- [Text shown]:
Evening Reading for October 4

John 18:1-7
Suggested further reading: Genesis 3:1-7

Henry observes, `The office of the priest was to teach and pray and offer sacrifice. Christ, after teaching and praying, applies himself to make atonement. He had said all he had to say as a prophet. He now addresses himself to his work as a priest.'

The Cedron here mentioned is the same as the Kidron named more than once in the Old Testament. The word `brook' means, literally, a `winter torrent', and this, according to all travellers, is precisely what the Kidron is. Excepting in winter, or after rains, it is merely the dry bed of a watercourse. It lies on the east side of Jerusalem, between the city and the Mount of Olives. It is the same Kidron which David passed over weeping when obliged to flee from Jerusalem by the rebellion of Absalom (2 Sam. 15:23). It is the same Kidron by the side of which Asa burnt the idol of his mother Maachah (2 Chr. 15:16), and into which Josiah cast the dust of the idolatrous altars which he destroyed (2 Kings 23:12).

Lampe says that the way by which our Lord left the city was the way by which the scapegoat, Azazel, was annually sent out into the wilderness on the great Day of Atonement.

Bishop Andrews says that `The first breach made by the Romans, when Titus took Jerusalem, was at the brook Cedron, where they took Christ.'

There can be little doubt that this garden is the same as the `place called Gethsemane'.

Almost all commentators notice the curious fact that the fall of Adam and Eve took place in a garden, and Christ's passion also began in a garden, and the sepulchre where Christ was laid was in a garden, and the place where he was crucified was in a garden (John 19:41).

Augustine remarks, `It was fitting that the blood of the Physician should there be poured out, where the disease of the sick man first commenced.'

For meditation: Even the new universe will contain a river in a garden (Rev. 22:1-2).

- [Dataset records]:
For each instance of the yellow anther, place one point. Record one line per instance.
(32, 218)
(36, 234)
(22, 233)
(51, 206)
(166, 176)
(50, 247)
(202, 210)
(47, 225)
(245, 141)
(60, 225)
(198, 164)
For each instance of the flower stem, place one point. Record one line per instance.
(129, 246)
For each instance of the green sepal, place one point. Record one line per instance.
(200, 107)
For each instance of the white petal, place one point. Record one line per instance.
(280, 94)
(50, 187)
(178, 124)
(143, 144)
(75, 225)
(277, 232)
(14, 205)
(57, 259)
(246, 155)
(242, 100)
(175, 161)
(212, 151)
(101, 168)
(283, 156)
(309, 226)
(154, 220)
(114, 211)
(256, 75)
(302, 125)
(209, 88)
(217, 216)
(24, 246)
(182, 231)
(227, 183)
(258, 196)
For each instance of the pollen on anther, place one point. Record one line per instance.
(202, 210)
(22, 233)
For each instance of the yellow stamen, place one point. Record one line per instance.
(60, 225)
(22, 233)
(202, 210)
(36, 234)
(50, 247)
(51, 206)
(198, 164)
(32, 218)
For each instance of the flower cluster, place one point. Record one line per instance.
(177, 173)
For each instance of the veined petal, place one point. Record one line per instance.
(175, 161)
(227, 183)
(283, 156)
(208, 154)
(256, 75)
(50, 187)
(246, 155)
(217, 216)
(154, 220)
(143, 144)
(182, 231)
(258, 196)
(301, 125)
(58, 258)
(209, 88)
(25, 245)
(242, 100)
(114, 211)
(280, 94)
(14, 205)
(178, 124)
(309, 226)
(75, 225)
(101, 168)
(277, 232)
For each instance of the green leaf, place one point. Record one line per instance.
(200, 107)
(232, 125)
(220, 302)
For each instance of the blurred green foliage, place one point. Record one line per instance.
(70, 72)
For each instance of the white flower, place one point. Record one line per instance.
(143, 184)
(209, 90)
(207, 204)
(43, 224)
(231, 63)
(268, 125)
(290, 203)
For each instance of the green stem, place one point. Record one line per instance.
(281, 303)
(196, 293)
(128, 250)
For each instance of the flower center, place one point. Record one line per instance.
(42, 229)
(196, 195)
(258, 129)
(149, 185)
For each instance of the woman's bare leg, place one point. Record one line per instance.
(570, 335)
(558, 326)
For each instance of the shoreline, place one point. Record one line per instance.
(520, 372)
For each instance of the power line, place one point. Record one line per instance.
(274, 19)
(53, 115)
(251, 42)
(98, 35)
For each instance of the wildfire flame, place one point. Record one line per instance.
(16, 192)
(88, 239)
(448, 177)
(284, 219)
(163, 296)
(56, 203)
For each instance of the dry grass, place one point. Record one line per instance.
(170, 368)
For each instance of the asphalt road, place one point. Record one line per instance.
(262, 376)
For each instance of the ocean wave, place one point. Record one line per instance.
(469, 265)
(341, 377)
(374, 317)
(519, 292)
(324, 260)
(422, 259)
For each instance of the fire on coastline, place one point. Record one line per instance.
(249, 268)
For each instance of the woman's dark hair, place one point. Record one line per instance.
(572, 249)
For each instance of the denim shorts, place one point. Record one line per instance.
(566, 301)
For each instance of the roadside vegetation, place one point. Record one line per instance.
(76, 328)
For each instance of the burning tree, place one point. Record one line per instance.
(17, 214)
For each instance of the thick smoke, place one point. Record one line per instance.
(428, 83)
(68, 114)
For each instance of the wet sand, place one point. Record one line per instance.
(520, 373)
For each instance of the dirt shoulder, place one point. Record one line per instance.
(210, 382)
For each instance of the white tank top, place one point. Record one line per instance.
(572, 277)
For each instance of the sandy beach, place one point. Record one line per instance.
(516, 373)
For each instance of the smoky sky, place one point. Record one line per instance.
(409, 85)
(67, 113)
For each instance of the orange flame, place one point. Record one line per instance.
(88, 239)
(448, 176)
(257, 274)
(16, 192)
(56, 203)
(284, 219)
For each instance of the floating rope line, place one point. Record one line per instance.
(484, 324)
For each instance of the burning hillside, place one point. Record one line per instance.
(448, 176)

- [Problem to solve]: In the evening reading on John 18:1-7, copy word for word the part from "The Cedron here" up to and including "(2 Kings 23:12).".

- [Response below]:
The Cedron here mentioned is the same as the Kidron named more than once in the Old Testament. The word `brook' means, literally, a `winter torrent', and this, according to all travellers, is precisely what the Kidron is. Excepting in winter, or after rains, it is merely the dry bed of a watercourse. It lies on the east side of Jerusalem, between the city and the Mount of Olives. It is the same Kidron which David passed over weeping when obliged to flee from Jerusalem by the rebellion of Absalom (2 Sam. 15:23). It is the same Kidron by the side of which Asa burnt the idol of his mother Maachah (2 Chr. 15:16), and into which Josiah cast the dust of the idolatrous altars which he destroyed (2 Kings 23:12).